> **Trecho selecionado**:
16 de Janeiro de 2021 às 00:03

Carmela Marcuzzo do Canto Cavalheiro

A influência das mídias sociais em democracias no caso concreto contribui para observar como diferentes governos monitoram seus processos eleitorais. A mudança de medidas adotadas na Turquia deve ser observada, tendo em vista que além dos meios oficiais tradicionais como jornais e canais de televisão, o uso da internet também vem sendo monitorado pelo governo do presidente Receb Tayypi Erdogan. Em seu governo, houve alteração da legislação direcionada para as mídias sociais com o intuito de prevenir atos imorais.

O desempenho ruim das mídias sociais de seu próprio país, também foi um argumento usado pelo presidente. Analistas observam que a liberdade de expressão foi consideravelmente prejudicada durante a Covid-19, sendo a pandemia utilizada como motivação para uma maior censura. A condenação do jornalista turco Can Dündar à revelia pelo Tribunal de seu país, a 27 anos e seis meses de prisão, acusado de espionagem e por auxiliar uma organização terrorista, também causa um impacto sobre a democracia.

Segundo dados da Anistia Internacional que avalia a situação dos direitos humanos em diferentes países, houveram severas restrições aos direitos à liberdade de expressão e de reunião pacífica de pessoas. Essa restrição se deu a pessoas que fossem consideradas críticas ao governo atual, como jornalistas, defensores dos direitos humanos e ativistas políticos que foram detidos. Também há manifestações de advogados do país pela necessária independência do poder judiciário em razão das restrições promovidas pelo presidente.

É importante lembrar que a Turquia possui um dos mais antigos pedidos de ingresso na União Europeia (UE), sendo que sua relação com a integração europeia remonta ao ano de 1959. Essa maior aproximação inclui o Ankara Association Agreement (1963), ou seja, o Acordo de Associação de Ancara para o estabelecimento de uma progressiva União Aduaneira que somente foi criada em 1995. No site oficial da UE, a Turquia consta com o status de país candidato. As negociações oficiais para o ingresso na UE se iniciaram em 2005, mas até que a Turquia ratifique o Protocolo Adicional ao Acordo de Associação de Ancara e Chipre, nenhum capítulo de negociação será sequer aberto.

> **Dados para revisão**:

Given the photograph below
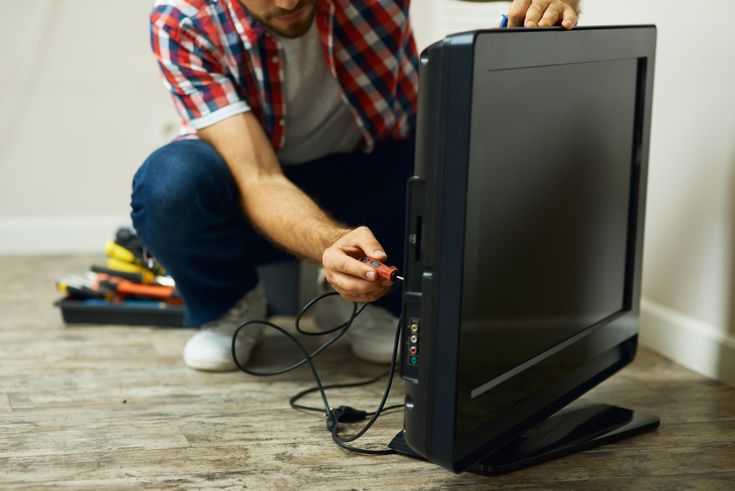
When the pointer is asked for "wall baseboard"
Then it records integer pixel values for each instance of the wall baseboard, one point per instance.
(688, 341)
(65, 234)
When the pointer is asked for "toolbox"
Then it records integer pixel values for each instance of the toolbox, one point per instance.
(142, 313)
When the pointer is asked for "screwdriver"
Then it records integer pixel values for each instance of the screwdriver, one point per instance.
(389, 273)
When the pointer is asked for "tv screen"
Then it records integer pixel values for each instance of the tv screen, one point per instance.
(525, 230)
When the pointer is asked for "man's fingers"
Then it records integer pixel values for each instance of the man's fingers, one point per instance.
(517, 12)
(336, 261)
(355, 289)
(553, 15)
(535, 12)
(363, 238)
(570, 18)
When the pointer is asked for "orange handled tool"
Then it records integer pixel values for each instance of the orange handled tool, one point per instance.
(389, 273)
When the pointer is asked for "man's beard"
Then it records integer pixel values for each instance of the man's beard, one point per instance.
(292, 30)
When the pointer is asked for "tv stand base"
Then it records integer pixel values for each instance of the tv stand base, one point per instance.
(577, 427)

> **Descrição da tarefa**:
Responda a estas perguntas sobre o trecho selecionado:
(a) A que pena de prisão o jornalista Can Dündar foi condenado?
(b) Em que ano foi criada a União Aduaneira prevista no Acordo de Associação de Ancara?
(c) Em que ano começaram as negociações oficiais para o ingresso da Turquia na UE?
Para responder, baseie-se somente no trecho selecionado.

> **Resposta do exercício**:
(a) Ele foi condenado a 27 anos e seis meses de prisão.
(b) A União Aduaneira foi criada em 1995.
(c) As negociações oficiais começaram em 2005.